O pedido de declaração de ilegalidade com efeitos circunscritos ao caso concreto, com fundamento em inconstitucionalidade é um mecanismo de controlo aplicado a normas regulamentares imediatamente operativas - normas que não dependem de um ato administrativo ou jurisdicional para produzirem os seus efeitos (art.73º/2 CPTA).

                O conceito de “legalidade” é utilizado lato sensu, abarcando como enuncia o excerto acima, tanto a inconstitucionalidade enquanto violação de regras e princípios de natureza constitucional (280º e 281º CRP).  

A doutrina tem discutido de forma acesa a eventual inconstitucionalidade da norma constante do artigo 72º nº2 CPTA, em função da possibilidade conferida ao juiz administrativo de declarar a ilegalidade com efeitos restritos ao caso concreto, colocando-se a questão de saber se a reserva de jurisdição do Tribunal Constitucional abrange não só a declaração de ilegalidade com força obrigatória geral como a declaração de ilegalidade com efeitos circunscritos ao caso concreto.

No sentido da inconstitucionalidade do 73.º, n.º 2, do CPTA, por violação do disposto no artigo 221.º da Constituição F. ALVES CORREIA1. O primeiro argumento é o da violação da reserva de jurisdição constitucional: é ao Tribunal Constitucional que cabe a última palavra em matéria de constitucionalidade de normas. O segundo argumento é o da impossibilidade de interpretação do artigo 73.º, n.º 2, do CPTA em conformidade com a Constituição por contrariar a letra e a vontade do legislador.

No sentido da inconstitucionalidade interpretativa do artigo 73.º, n.º 2, do CPTA, salva por interpretação em conformidade com o disposto no artigo 281.º da Constituição, podem encontrar-se L. LOPES MARTINS e J. ALVES CORREIA2.

• _Tarefas a realizar_:
1 > De acordo com o texto sobre a declaração de ilegalidade, a que tipo de normas se aplica este mecanismo de controlo?
2 > Transcreva, do texto sobre a declaração de ilegalidade, o trecho que se inicia nas palavras que contêm "A doutrina tem" e termina em "ao caso concreto.".

• _Dados fornecidos_:
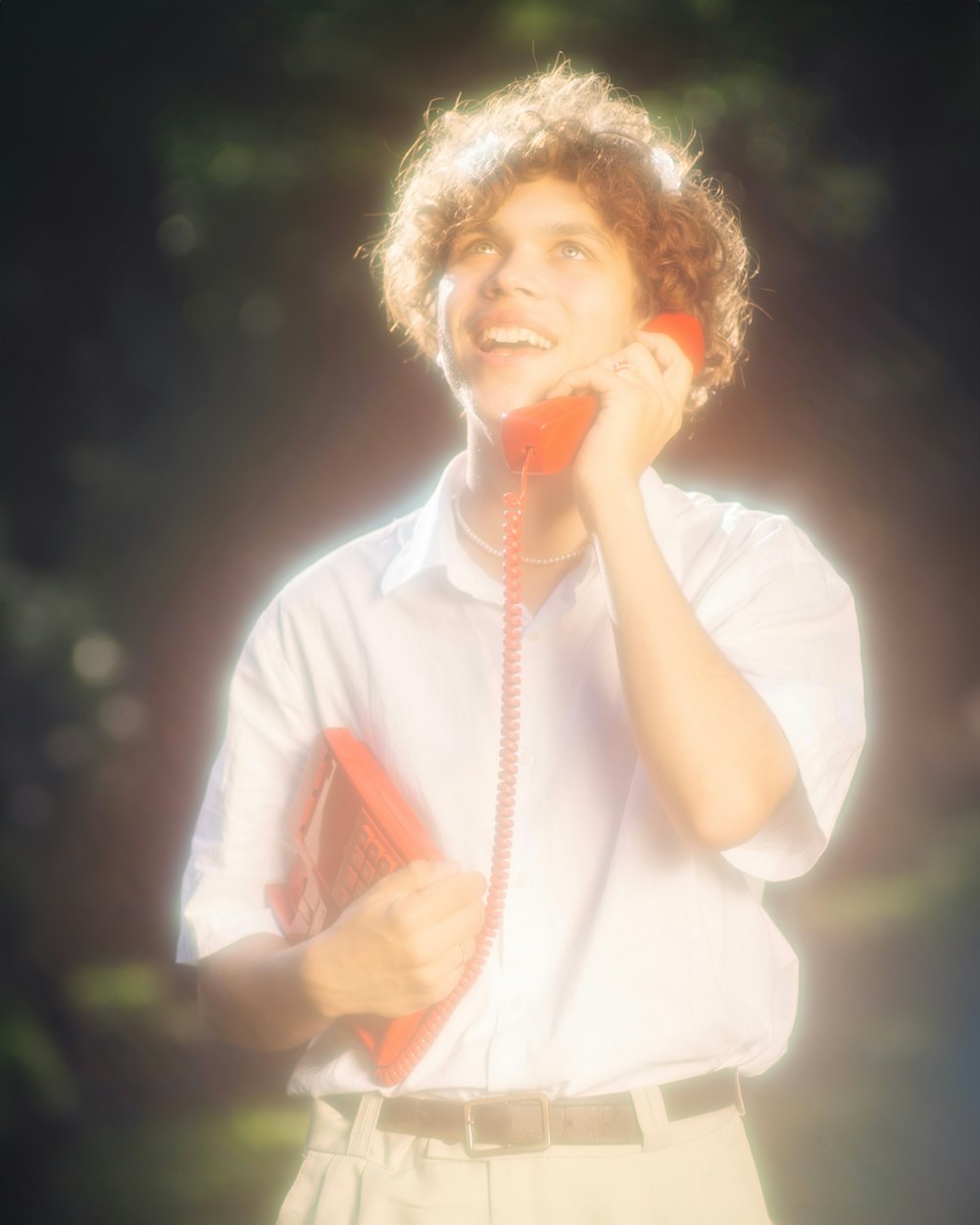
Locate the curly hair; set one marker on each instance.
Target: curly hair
(684, 240)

• _Resolução das tarefas_:
1 > Aplica-se a normas regulamentares imediatamente operativas, isto é, normas que não dependem de um ato administrativo ou jurisdicional para produzirem os seus efeitos.

2 >
A doutrina tem discutido de forma acesa a eventual inconstitucionalidade da norma constante do artigo 72º nº2 CPTA, em função da possibilidade conferida ao juiz administrativo de declarar a ilegalidade com efeitos restritos ao caso concreto, colocando-se a questão de saber se a reserva de jurisdição do Tribunal Constitucional abrange não só a declaração de ilegalidade com força obrigatória geral como a declaração de ilegalidade com efeitos circunscritos ao caso concreto.